Hedef
Gösterilen pasajı, tek bir karakterini bile değiştirmeden baştan sona alıntıla.

Gösterilen Pasaj
+-------+
Türkiye’de her gün kız çocukları kaçırılıp zorla fuhuşa sürükleniyor, kadınlarımız kapkaça tecavüze uğruyor, her gün şehirlerde PKK gösterileri yapılıyor, Türk bayrakları yakılıyor, otobüsler yakılıyor, her gün birkaç asker şehit oluyor.
Bunları kim yapıyor?
Neden ezelden beri sadece kürtler ayaklanıyor, kürtler örgüt kuruyor, kürtler kan döküyor?..
Arabamızı kaldırımın kenarına park ettiğimizde tepemize dikilip park parası isteyen, vermezsek biz yokken arabamızı çizip kaçan değnekçiler niye hep kürttür?.. Kırmızı ışıklarda arabamızın camına yapışıp dilenenler niye hep kürttür?.. Sokakta adım başı önümüze çıkıp "abeeey nooolur bir harçlıhh viir" diye sülük gibi yapışan, vermediğimiz takdirde küfreden 10 - 15 yaşındaki madde bağımlısı yaratıklar niye hep kürttür?..
+-------+
Sağlanan Materyal
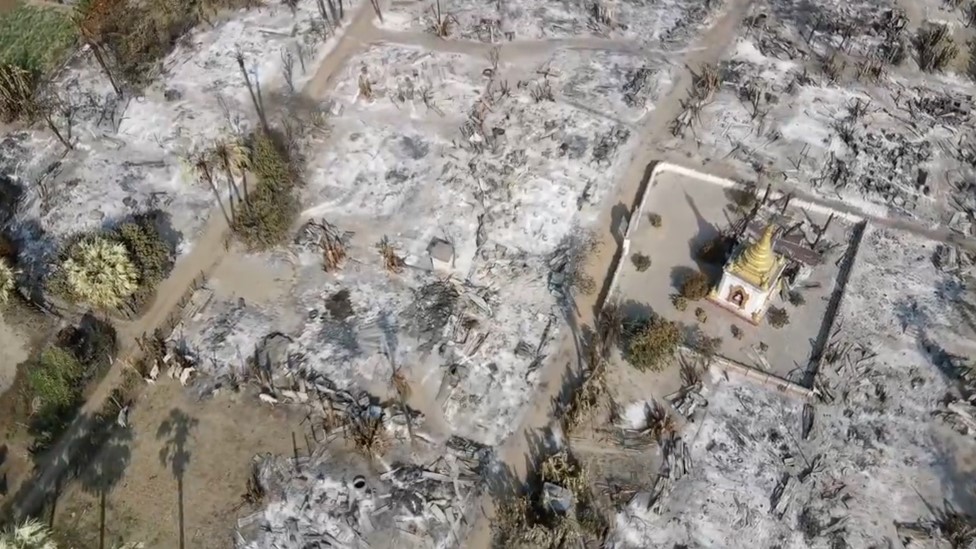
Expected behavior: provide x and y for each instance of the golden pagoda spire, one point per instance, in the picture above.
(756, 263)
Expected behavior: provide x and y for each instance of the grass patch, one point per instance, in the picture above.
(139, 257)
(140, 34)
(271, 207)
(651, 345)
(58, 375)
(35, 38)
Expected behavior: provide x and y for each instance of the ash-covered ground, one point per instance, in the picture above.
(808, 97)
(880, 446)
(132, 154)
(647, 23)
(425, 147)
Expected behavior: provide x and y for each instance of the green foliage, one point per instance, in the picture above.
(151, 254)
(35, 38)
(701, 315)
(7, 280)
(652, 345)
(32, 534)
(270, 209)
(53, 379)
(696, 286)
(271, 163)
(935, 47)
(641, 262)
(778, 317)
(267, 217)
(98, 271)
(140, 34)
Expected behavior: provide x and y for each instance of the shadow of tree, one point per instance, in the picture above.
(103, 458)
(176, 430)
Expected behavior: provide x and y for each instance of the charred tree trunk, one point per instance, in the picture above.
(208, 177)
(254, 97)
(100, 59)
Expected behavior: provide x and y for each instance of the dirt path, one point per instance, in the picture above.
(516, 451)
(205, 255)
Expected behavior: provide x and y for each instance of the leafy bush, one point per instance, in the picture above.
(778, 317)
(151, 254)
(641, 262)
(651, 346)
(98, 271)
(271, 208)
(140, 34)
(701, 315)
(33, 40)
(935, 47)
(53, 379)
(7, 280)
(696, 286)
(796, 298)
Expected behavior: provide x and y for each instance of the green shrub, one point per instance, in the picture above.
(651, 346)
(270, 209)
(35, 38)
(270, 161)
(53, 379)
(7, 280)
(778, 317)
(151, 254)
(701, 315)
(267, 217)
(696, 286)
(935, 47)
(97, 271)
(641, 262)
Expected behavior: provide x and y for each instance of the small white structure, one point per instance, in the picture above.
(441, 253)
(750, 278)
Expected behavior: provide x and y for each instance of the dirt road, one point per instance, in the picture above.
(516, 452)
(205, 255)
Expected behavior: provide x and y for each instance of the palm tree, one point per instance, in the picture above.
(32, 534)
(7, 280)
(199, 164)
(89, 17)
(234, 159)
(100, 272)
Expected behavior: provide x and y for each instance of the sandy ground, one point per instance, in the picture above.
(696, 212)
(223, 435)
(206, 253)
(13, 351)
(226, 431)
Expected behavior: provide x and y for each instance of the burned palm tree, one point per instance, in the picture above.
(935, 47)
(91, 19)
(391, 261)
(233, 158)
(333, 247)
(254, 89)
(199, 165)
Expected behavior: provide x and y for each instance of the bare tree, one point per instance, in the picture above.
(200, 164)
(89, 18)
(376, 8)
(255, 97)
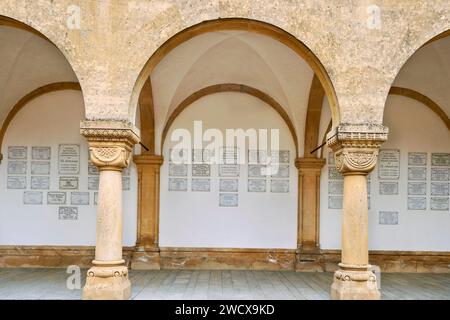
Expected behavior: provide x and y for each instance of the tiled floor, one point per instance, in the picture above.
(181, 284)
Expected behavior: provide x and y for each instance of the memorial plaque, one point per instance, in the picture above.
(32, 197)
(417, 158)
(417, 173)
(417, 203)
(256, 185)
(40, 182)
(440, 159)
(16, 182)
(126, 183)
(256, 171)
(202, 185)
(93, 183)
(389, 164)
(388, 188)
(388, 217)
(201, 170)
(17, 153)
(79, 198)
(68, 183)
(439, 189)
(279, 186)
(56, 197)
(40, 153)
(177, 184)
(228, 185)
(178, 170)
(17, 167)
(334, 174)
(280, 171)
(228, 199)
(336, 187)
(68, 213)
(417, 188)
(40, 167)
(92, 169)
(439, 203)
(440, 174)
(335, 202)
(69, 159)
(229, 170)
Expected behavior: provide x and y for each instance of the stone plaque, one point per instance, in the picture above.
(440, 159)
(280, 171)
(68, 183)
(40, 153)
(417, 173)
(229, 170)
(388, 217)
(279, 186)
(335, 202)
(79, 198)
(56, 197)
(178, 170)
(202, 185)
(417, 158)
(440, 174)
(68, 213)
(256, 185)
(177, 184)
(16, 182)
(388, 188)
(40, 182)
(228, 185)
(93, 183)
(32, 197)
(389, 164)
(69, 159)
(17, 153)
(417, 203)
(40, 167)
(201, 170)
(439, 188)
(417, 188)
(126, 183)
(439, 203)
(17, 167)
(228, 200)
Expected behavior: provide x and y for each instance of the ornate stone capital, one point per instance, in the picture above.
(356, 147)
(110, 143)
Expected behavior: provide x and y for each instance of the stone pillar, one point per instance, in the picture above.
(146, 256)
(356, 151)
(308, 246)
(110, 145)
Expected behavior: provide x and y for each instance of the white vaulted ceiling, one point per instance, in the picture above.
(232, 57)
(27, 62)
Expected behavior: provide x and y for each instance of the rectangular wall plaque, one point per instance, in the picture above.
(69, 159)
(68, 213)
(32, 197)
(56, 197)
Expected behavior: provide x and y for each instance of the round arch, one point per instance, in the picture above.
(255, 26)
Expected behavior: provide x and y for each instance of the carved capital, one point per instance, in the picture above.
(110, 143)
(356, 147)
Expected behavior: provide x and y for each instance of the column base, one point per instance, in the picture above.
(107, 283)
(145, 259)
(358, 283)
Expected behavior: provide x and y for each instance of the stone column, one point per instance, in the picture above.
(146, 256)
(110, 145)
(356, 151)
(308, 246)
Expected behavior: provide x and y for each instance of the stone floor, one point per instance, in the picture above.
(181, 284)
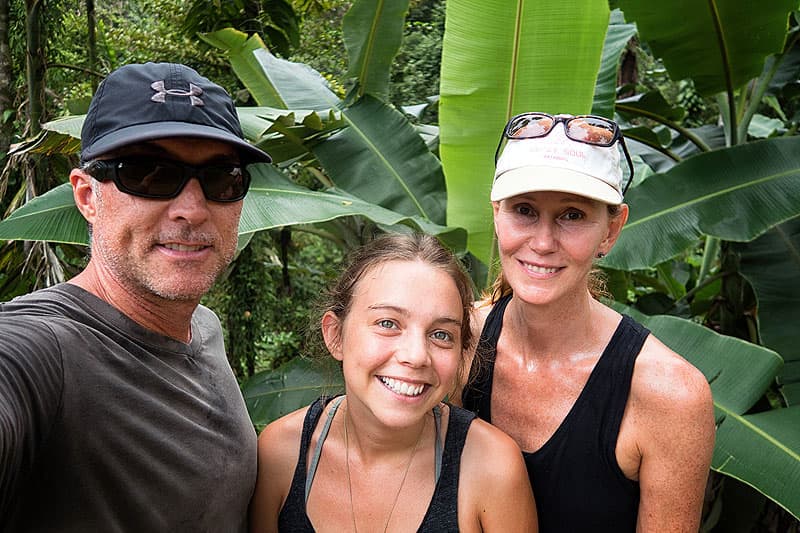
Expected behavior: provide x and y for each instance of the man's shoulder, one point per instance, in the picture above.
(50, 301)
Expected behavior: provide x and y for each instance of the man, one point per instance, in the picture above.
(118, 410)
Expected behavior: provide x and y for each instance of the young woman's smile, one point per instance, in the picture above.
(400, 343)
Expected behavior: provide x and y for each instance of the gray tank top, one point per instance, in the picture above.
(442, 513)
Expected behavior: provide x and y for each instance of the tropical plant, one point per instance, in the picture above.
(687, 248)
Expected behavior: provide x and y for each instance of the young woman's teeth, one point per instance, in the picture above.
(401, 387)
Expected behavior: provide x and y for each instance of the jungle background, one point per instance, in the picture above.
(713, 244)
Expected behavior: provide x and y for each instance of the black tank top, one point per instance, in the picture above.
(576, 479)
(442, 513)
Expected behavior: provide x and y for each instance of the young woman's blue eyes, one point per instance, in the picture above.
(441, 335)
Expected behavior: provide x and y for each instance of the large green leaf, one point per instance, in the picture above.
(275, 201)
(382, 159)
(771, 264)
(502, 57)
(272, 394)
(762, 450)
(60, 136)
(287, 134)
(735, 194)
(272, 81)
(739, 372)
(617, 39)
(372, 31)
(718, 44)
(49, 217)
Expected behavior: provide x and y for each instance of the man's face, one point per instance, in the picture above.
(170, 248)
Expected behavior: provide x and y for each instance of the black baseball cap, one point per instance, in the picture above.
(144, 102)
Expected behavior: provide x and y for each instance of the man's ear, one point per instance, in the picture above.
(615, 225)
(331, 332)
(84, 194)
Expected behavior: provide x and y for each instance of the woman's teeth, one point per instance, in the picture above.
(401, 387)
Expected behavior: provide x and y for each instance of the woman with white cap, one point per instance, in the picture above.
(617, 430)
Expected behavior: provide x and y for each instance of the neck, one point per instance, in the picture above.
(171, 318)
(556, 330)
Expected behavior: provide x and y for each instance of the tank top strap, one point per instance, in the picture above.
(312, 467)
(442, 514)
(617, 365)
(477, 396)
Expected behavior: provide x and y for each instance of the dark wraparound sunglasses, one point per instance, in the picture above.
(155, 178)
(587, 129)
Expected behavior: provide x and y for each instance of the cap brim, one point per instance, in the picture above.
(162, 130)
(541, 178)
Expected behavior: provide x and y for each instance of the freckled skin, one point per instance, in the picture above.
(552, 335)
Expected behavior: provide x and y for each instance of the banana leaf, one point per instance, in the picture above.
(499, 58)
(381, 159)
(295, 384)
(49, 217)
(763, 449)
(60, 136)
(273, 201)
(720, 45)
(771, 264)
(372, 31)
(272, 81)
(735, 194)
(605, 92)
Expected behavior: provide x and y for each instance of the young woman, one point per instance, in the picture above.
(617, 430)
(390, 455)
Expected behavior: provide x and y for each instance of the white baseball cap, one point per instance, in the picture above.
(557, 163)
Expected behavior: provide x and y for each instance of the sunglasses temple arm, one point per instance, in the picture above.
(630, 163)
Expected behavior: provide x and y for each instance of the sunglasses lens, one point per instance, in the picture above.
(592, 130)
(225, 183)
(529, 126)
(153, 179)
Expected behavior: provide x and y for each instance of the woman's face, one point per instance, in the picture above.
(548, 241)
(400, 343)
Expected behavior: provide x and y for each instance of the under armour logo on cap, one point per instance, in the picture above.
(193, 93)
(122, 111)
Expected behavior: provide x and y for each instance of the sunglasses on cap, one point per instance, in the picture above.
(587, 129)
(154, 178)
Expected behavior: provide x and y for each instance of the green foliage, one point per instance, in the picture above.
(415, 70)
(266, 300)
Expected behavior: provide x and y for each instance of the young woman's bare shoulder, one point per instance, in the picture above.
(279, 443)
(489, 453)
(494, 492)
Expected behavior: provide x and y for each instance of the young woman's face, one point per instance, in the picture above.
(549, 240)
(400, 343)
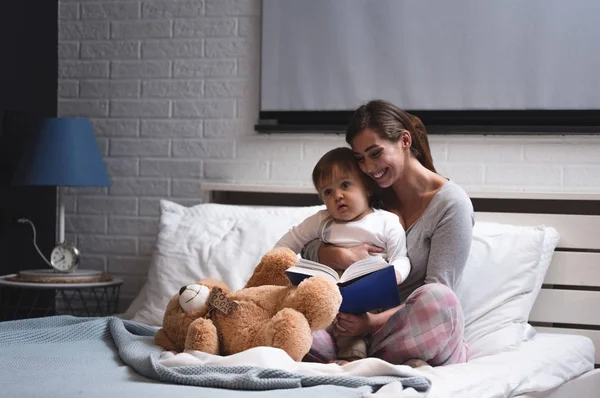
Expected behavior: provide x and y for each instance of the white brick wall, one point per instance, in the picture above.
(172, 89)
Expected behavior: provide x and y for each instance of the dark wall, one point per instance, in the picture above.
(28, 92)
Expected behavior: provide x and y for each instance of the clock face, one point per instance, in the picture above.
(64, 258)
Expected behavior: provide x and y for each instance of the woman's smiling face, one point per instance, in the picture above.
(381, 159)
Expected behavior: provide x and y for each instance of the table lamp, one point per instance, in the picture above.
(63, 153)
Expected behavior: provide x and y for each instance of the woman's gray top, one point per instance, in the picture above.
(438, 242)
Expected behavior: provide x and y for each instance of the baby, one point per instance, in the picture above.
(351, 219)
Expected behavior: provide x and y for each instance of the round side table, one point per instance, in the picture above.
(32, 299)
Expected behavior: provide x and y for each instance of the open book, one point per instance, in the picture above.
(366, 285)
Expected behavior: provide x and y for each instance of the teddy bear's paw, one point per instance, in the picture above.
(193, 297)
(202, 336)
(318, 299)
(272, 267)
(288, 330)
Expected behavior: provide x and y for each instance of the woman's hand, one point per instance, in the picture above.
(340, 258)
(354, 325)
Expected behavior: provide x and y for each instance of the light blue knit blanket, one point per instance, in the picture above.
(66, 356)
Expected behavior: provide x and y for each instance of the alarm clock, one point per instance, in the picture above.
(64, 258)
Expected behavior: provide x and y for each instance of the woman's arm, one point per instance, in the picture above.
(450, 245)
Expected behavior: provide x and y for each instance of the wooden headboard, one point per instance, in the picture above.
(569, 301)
+-------+
Tamamlanan Görev
Türkiye’de her gün kız çocukları kaçırılıp zorla fuhuşa sürükleniyor, kadınlarımız kapkaça tecavüze uğruyor, her gün şehirlerde PKK gösterileri yapılıyor, Türk bayrakları yakılıyor, otobüsler yakılıyor, her gün birkaç asker şehit oluyor.
Bunları kim yapıyor?
Neden ezelden beri sadece kürtler ayaklanıyor, kürtler örgüt kuruyor, kürtler kan döküyor?..
Arabamızı kaldırımın kenarına park ettiğimizde tepemize dikilip park parası isteyen, vermezsek biz yokken arabamızı çizip kaçan değnekçiler niye hep kürttür?.. Kırmızı ışıklarda arabamızın camına yapışıp dilenenler niye hep kürttür?.. Sokakta adım başı önümüze çıkıp "abeeey nooolur bir harçlıhh viir" diye sülük gibi yapışan, vermediğimiz takdirde küfreden 10 - 15 yaşındaki madde bağımlısı yaratıklar niye hep kürttür?..